WHAT YOU SHOULD DO: Would you print the whole listing again, exactly?

<<<<

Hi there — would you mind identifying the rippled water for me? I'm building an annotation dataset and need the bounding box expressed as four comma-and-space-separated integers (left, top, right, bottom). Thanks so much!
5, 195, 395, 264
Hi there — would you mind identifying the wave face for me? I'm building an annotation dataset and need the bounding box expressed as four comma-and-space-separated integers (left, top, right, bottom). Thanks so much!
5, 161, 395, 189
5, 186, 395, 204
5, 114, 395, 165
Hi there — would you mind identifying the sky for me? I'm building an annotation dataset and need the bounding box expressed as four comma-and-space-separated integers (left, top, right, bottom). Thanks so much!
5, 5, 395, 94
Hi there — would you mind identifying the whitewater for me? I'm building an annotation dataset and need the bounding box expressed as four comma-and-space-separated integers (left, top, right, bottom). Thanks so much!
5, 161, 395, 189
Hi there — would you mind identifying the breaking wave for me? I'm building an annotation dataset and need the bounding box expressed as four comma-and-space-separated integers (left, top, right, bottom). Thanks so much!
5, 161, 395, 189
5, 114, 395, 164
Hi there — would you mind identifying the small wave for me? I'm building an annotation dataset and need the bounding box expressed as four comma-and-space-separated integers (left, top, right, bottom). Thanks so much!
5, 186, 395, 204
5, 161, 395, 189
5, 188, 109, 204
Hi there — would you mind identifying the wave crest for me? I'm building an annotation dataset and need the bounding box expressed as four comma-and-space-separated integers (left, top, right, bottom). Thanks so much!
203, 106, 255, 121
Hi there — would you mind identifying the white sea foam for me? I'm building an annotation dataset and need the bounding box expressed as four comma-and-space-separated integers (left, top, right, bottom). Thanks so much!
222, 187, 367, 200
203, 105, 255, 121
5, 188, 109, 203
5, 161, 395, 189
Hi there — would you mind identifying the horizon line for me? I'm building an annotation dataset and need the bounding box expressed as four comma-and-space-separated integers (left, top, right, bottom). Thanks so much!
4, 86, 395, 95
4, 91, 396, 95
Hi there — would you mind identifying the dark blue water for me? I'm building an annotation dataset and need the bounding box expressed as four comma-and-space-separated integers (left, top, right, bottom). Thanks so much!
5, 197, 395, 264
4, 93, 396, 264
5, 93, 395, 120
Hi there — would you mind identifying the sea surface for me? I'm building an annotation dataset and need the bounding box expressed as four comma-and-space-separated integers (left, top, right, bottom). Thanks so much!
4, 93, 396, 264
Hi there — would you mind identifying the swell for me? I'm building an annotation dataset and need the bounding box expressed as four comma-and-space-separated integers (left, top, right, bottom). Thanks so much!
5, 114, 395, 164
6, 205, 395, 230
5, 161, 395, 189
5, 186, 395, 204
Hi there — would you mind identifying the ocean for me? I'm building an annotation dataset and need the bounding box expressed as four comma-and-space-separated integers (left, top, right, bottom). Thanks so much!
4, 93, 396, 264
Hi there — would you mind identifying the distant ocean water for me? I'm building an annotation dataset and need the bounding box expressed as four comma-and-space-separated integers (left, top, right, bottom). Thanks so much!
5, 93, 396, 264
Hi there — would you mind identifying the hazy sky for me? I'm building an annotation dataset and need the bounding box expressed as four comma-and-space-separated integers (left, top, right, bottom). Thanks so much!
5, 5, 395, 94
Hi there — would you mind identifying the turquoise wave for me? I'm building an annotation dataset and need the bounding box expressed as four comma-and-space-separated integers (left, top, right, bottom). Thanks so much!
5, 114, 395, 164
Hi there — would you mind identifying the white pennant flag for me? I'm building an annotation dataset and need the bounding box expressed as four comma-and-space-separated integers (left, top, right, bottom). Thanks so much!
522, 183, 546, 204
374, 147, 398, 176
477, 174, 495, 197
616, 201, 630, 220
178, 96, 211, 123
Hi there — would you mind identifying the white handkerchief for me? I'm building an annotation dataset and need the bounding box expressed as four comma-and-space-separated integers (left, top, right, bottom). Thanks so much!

>>>>

TASK RESULT:
Hi there — would you mind identifying the rippled water for me? I'm building an annotation dataset and need the bounding box expressed as four comma-and-space-separated integers (left, top, right, bottom). Thanks so much!
5, 195, 395, 264
Hi there — would you mind identifying the wave face for me? I'm building an annotation dataset and need the bounding box expressed as four comma-and-space-separated integers (left, top, right, bottom). Thanks so much!
5, 161, 395, 189
5, 186, 395, 204
5, 114, 395, 165
Hi there — would you mind identifying the sky for me? I'm building an annotation dataset and need the bounding box expressed as four comma-and-space-separated integers (left, top, right, bottom). Thanks so much!
5, 5, 395, 94
Hi there — would you mind identifying the whitewater for me? I'm building an annotation dataset and need the bounding box expressed as four comma-and-space-separated integers (left, top, right, bottom). Thanks so much!
5, 161, 395, 189
Hi there — would you mind identifying the breaking wave for me? I'm building an annotation dataset and need the bounding box expressed as four comma-and-space-separated integers (left, top, right, bottom). Thanks so much!
5, 161, 395, 189
5, 114, 395, 164
Hi there — would you mind identifying the small wave for me? I'm building an annotation dataset and need the bounding box expressed as four comma-and-space-separated integers (left, top, right, bottom). Thanks so much!
5, 186, 395, 204
5, 161, 395, 189
5, 188, 109, 204
Hi there — would you mind identifying the wave crest for me? I'm building an annotation dataset and need the bounding box expressed as four comma-and-space-separated integers (left, top, right, bottom). Thanks so much!
203, 106, 255, 121
Hi there — would you mind identifying the white sea foam for me? I'm building an annotation dataset and need the bounding box expressed as four comma-and-space-separated integers (left, top, right, bottom). Thanks so much!
222, 187, 367, 200
203, 105, 255, 121
5, 188, 109, 203
5, 161, 395, 189
Hi there — would you mind identifying the horizon line for me? I'm building an annotation dataset and need the bounding box expressed as four comma-and-space-separated integers (left, top, right, bottom). Thanks so much!
4, 86, 395, 95
4, 91, 396, 95
Hi there — would you mind identifying the dark blue water for me? I'm building an annotation dataset and need the bounding box expressed as four comma-and-space-separated integers (left, top, right, bottom). Thanks so much!
5, 197, 395, 264
4, 93, 396, 264
5, 93, 395, 120
Hi there — would you mind identifying the sea surface for me? I'm building an annotation dataset and need the bounding box expressed as four comma-and-space-separated integers (left, top, right, bottom). Thanks so much!
4, 93, 396, 264
Hi there — would you mind identifying the swell for me? I'm building an annotation dataset and need the bounding box expressed as four comma-and-space-separated integers (left, top, right, bottom). Thanks so much!
5, 114, 395, 164
6, 205, 395, 230
5, 161, 395, 189
5, 186, 395, 204
Hi there — would you mind identifying the ocean for me? I'm building an annotation dataset and need the bounding box expressed as four comma-and-space-separated integers (left, top, right, bottom). Thanks so much!
4, 93, 396, 264
Hi there — would you mind identifying the distant ocean water for me? I'm building an annotation dataset and need the bounding box expressed as four comma-and-space-separated integers (left, top, right, bottom). Thanks so much!
5, 93, 396, 264
Hi there — would you mind identifying the hazy sky for me? I'm building an annotation dataset and need the bounding box expressed as four comma-and-space-separated integers (left, top, right, bottom). Thanks so much!
5, 5, 395, 94
Hi there — would you mind identifying the turquoise wave for me? I'm building an annotation dataset and need the bounding box expressed as four comma-and-space-separated integers (left, top, right, bottom). Thanks so much!
5, 114, 395, 164
Hi there — would you mind identifying the white pennant flag for me? I'm building an annotation dataset and need the bounding box expressed as four comma-and-space-separated integers (left, top, right, bottom). Thanks so much!
522, 183, 546, 204
374, 147, 398, 176
477, 174, 495, 197
616, 201, 630, 220
178, 96, 211, 123
Hi there — would you mind identifying the white handkerchief for me? I'm building an annotation dataset and need the bounding box expressed as four comma-and-space-separated integers (left, top, right, bottom). Thanks so much!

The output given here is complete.